- _The task_
Every line of the records that holds the word "instance" should be copied out.

- _Provided data_
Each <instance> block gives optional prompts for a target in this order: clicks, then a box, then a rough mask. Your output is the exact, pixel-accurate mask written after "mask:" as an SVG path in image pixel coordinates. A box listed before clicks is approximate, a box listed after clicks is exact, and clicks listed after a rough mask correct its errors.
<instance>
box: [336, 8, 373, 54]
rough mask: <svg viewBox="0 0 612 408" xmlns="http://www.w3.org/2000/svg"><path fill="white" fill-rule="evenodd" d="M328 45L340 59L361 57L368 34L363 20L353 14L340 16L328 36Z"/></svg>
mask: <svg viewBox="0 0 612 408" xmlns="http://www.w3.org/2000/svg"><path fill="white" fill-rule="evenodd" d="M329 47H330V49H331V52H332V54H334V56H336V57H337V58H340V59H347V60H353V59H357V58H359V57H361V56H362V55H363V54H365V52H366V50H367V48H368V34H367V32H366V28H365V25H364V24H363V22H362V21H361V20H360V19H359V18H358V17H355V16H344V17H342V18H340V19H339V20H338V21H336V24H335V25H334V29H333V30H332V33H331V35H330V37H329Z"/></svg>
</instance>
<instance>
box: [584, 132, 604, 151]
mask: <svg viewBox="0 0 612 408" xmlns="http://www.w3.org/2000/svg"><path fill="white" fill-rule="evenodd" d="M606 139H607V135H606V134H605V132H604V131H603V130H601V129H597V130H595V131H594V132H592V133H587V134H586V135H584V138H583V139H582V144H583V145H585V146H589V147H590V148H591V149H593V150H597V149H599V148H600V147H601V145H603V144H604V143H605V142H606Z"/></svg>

- _Task response_
Each <instance> block gives optional prompts for a target in this order: clicks, then a box, then a rough mask. Your output is the exact, pixel-accurate mask written after "mask:" as an SVG path in image pixel coordinates. A box listed before clicks is approximate, a box listed after clicks is exact, and clicks listed after a rough mask correct its errors.
<instance>
</instance>
<instance>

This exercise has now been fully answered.